TASK — Please pick out every line below that contains the word "spike", and copy each one in full.

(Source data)
****
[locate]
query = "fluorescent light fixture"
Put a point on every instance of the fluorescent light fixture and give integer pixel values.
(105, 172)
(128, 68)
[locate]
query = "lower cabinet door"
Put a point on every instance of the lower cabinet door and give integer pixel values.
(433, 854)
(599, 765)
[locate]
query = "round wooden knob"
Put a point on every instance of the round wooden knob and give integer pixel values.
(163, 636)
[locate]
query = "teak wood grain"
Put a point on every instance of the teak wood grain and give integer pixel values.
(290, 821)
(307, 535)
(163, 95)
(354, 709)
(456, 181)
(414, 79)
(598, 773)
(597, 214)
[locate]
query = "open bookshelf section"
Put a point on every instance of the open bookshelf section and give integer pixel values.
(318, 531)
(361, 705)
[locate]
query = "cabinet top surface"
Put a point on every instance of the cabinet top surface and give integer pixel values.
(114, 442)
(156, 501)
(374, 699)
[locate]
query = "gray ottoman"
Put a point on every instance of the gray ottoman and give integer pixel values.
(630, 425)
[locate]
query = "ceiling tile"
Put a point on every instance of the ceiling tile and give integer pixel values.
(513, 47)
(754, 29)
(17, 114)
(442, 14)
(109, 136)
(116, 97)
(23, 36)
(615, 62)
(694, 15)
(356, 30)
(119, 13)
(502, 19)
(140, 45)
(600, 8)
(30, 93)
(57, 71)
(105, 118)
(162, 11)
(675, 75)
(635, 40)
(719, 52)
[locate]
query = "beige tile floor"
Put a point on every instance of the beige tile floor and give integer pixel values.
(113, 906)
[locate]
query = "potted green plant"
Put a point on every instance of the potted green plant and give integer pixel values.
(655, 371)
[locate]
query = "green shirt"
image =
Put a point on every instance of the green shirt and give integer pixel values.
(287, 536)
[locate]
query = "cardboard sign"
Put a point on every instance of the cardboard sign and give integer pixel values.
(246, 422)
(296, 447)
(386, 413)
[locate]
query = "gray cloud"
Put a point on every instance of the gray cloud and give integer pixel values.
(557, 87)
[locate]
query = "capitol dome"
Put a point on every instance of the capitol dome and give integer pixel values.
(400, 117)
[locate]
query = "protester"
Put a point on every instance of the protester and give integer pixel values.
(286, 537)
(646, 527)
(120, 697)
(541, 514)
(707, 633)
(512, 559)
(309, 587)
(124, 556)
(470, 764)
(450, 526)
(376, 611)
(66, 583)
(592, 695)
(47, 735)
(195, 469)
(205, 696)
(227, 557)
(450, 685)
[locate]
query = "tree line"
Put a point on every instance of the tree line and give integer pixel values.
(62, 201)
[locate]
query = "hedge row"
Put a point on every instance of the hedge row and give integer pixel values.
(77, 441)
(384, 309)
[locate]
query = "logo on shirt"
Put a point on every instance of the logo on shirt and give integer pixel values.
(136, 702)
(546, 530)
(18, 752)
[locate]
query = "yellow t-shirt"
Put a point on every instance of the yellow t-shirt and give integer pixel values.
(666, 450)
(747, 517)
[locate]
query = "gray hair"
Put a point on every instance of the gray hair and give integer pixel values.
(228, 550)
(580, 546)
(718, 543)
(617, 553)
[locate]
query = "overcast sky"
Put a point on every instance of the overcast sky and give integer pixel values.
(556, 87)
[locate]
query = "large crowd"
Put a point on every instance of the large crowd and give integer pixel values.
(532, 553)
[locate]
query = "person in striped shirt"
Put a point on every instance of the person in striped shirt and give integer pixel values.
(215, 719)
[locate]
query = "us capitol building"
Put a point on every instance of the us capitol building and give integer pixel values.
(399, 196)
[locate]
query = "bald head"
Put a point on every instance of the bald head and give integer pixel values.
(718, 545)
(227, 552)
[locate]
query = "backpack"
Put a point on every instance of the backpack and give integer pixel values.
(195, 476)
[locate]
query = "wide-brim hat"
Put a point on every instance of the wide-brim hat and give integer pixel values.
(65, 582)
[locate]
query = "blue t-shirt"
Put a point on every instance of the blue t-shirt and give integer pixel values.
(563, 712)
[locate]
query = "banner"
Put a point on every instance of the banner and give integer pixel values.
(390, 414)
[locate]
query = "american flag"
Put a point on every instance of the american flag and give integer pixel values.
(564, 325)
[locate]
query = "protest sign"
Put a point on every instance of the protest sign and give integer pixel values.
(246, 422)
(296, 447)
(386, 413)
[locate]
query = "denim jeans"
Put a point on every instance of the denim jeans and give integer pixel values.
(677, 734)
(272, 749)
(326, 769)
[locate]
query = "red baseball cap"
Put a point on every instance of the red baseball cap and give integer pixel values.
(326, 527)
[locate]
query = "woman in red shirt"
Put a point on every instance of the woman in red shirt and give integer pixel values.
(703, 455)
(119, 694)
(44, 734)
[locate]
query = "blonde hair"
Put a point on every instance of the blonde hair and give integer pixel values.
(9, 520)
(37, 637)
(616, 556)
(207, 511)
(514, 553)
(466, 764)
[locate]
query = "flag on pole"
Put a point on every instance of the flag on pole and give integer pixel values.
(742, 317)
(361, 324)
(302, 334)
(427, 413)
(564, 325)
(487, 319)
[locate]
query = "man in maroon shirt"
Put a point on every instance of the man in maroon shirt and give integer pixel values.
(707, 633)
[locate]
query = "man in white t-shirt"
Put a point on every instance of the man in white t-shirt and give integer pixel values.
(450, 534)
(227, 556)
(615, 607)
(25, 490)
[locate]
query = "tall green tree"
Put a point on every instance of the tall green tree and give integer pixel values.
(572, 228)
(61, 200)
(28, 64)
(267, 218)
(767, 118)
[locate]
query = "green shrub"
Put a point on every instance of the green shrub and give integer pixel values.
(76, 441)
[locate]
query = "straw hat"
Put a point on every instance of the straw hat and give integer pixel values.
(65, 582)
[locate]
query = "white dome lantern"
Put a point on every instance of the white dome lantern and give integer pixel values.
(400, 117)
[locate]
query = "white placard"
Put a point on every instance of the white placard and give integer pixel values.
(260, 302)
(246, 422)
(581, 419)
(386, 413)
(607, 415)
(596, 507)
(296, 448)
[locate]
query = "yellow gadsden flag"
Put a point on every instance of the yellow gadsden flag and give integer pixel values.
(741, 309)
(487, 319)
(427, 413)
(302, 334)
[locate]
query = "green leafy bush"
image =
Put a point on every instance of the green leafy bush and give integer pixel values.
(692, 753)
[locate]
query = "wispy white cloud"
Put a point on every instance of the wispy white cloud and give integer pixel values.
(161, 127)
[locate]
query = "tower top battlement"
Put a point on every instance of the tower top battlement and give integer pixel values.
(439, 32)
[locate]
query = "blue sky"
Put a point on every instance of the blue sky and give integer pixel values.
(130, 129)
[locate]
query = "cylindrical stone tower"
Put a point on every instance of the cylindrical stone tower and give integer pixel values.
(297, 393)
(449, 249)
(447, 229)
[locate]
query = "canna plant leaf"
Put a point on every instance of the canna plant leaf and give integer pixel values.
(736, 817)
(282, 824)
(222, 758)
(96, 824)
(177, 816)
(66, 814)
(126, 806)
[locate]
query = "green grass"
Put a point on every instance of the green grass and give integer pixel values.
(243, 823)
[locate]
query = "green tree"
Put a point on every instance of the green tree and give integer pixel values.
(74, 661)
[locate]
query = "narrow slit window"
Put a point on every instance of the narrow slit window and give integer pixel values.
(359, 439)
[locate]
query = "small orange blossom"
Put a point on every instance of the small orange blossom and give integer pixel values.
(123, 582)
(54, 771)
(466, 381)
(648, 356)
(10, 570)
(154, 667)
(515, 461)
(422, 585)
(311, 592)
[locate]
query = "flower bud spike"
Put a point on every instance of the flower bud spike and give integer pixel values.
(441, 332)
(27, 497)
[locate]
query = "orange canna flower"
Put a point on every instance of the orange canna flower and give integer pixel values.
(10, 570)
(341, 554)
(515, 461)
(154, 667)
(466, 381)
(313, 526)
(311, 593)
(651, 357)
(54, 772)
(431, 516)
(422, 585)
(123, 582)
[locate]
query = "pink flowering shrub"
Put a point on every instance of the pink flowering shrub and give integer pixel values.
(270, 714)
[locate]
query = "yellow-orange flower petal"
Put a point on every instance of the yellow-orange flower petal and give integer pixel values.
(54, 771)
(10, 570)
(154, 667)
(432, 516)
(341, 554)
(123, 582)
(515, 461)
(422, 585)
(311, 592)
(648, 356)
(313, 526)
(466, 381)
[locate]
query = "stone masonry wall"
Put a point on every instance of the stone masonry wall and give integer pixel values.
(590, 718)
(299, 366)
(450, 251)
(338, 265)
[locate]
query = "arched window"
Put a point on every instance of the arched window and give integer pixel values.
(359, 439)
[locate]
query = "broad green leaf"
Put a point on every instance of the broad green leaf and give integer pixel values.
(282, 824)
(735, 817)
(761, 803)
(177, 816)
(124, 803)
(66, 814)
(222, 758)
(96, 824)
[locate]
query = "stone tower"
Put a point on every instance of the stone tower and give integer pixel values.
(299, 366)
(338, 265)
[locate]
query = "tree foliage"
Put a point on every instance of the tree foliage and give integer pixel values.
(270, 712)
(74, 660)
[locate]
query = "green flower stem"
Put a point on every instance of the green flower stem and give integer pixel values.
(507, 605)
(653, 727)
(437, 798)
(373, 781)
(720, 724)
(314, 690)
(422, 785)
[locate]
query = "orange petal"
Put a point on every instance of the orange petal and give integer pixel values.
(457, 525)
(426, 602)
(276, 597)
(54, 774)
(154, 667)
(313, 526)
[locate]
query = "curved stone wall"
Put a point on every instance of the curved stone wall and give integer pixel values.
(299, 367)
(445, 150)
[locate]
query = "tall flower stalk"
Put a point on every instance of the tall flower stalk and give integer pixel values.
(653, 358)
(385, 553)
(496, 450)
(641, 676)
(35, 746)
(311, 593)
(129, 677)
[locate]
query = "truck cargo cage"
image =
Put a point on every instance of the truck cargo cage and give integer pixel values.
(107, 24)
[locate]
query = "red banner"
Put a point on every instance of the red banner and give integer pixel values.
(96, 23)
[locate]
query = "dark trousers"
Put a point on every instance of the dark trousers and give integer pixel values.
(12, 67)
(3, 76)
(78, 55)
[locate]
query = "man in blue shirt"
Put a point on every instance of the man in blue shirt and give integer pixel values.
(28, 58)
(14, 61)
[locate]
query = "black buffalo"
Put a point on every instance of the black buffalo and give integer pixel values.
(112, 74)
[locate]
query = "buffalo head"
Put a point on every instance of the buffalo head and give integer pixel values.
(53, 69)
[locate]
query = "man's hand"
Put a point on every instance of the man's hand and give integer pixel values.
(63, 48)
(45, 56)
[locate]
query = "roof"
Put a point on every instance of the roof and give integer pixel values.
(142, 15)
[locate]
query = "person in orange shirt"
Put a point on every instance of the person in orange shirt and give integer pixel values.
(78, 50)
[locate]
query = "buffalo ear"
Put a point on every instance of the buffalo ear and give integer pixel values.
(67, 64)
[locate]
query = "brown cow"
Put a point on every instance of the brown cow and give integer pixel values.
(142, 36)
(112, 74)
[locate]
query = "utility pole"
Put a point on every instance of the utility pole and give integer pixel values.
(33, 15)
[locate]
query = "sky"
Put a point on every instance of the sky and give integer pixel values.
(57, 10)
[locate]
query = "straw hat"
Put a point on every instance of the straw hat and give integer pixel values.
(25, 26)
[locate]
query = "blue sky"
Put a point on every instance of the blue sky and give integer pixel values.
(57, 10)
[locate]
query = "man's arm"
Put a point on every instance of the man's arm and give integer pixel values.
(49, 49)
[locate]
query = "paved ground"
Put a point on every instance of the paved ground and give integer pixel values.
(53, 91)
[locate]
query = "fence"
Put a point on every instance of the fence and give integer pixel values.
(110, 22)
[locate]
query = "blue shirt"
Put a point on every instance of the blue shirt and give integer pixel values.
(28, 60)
****
FULL SOLUTION —
query = "flower bud spike"
Put a point on every instance of the flower bud spike and give integer pixel values.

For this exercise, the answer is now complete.